_Tasks to complete_
1: According to the entropy regularisation text, why does the soft maximum in the soft Bellman backup simplify gradient-based optimisation?
2: From the records, arrange the lines from the one with "Mark one point on every instance of the blue sky" to the one with "x=325 y=208", both included, as a JSON list of strings with one string per line, leaving out blank lines.

Foundations
Entropy Regularisation
Entropy regularisation adds a bonus term to the RL objective that rewards stochastic policies, improving exploration and preventing premature convergence to deterministic optima.
intermediate · 7 min read
A policy that always picks the greedy action is brittle. Shake the environment slightly, and a fully deterministic policy that scored perfectly on training tasks can collapse. This fragility is not a fluke; it is a structural consequence of optimising reward alone. Entropy regularisation directly patches the problem by making randomness itself part of what the agent is rewarded for.
The Modified Objective
Standard RL seeks a policy that maximises expected cumulative reward:
J(π) = E_π [ Σ_t γ^t r_t ]
Maximum-entropy RL augments each step's reward with the Shannon entropy of the policy at that state:
J_MaxEnt(π) = E_π [ Σ_t γ^t ( r_t + α · H(π(·|s_t)) ) ]
where H(π(·|s)) = -Σ_a π(a|s) log π(a|s) and α > 0 is a temperature parameter controlling the relative weight of entropy versus reward.
The intuition is clean: the agent receives a free reward bonus whenever it spreads probability mass across actions. Acting randomly is now not purely wasteful; it is profitable up to the point where the reward signal clearly favours one action.
This single change has cascading consequences:
| Property | Reward-only policy | Entropy-regularised policy |
|---|---|---|
| Exploration | Often collapses to single action | Maintains spread across promising actions |
| Robustness | Brittle to reward noise | Adapts; distributional backup |
| Multiple optima | Gets stuck in first | Covers all near-optimal actions |
| Policy output | Can be deterministic | Stochastic by construction |
Why Shannon Entropy Belongs Here
Shannon entropy H(p) = -E[log p(X)] measures average surprise (or unpredictability) of a distribution. For a uniform distribution over n actions, H = log n. For a one-hot distribution, H = 0.
Maximising entropy pushes the policy toward uniformity subject to the constraint that high-reward actions still receive higher probability. The result is a soft policy: a Boltzmann (softmax) distribution where the logits are Q-values scaled by temperature.
For a tabular, single-step case the optimal entropy-regularised policy has the closed form:
π*(a|s) ∝ exp( Q*(s,a) / α )
This is exactly the softmax policy familiar from multi-armed bandits. The temperature α interpolates between fully random (α → ∞) and fully greedy (α → 0). What makes entropy regularisation powerful is that this structure propagates through the Bellman recursion; the soft Bellman backup replaces the hard max with a soft maximum (log-sum-exp):
V_soft(s) = α · log Σ_a exp( Q(s,a) / α )
The soft maximum is smooth, differentiable, and bounded above by the hard maximum, which simplifies gradient-based optimisation.
Soft Actor-Critic: Where This Matters in Practice
Soft Actor-Critic (SAC), introduced by Haarnoja et al. (2018), is the canonical modern instantiation of maximum-entropy RL. Its actor minimises the KL divergence between the current policy and the Boltzmann target implied by the soft Q-function; its critic trains soft Q-values via the soft Bellman backup. The result is an off-policy algorithm with notably low sample complexity and stable training.

_Provided material_
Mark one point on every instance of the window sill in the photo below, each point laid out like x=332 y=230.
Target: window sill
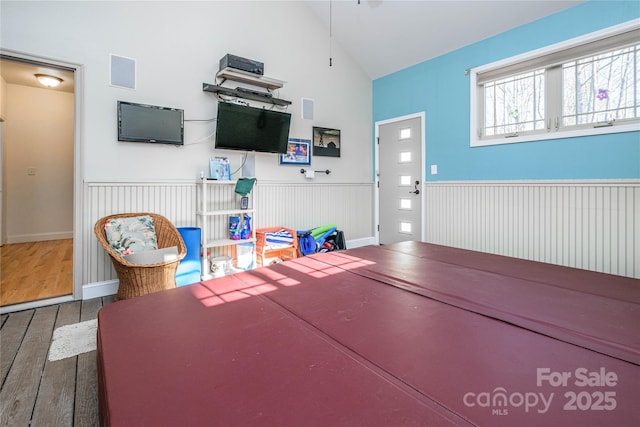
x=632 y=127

---

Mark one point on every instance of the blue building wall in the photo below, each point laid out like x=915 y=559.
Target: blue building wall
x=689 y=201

...

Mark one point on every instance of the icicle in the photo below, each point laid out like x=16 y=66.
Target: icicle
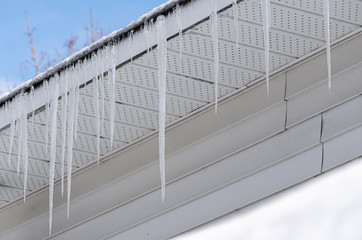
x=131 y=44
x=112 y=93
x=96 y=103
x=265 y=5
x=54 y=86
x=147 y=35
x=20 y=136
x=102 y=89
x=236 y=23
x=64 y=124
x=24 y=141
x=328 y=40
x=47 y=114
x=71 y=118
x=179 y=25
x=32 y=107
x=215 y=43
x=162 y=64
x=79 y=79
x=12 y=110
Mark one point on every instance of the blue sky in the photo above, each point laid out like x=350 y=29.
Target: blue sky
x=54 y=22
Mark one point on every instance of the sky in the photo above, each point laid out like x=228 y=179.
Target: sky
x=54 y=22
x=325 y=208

_Completed exercise_
1: The soft maximum simplifies gradient-based optimisation because it is smooth, differentiable, and bounded above by the hard maximum.

2:
[
  "Mark one point on every instance of the blue sky in the photo above, each point laid out like x=350 y=29.",
  "Target: blue sky",
  "x=54 y=22",
  "Mark one point on every instance of the sky in the photo above, each point laid out like x=228 y=179.",
  "Target: sky",
  "x=54 y=22",
  "x=325 y=208"
]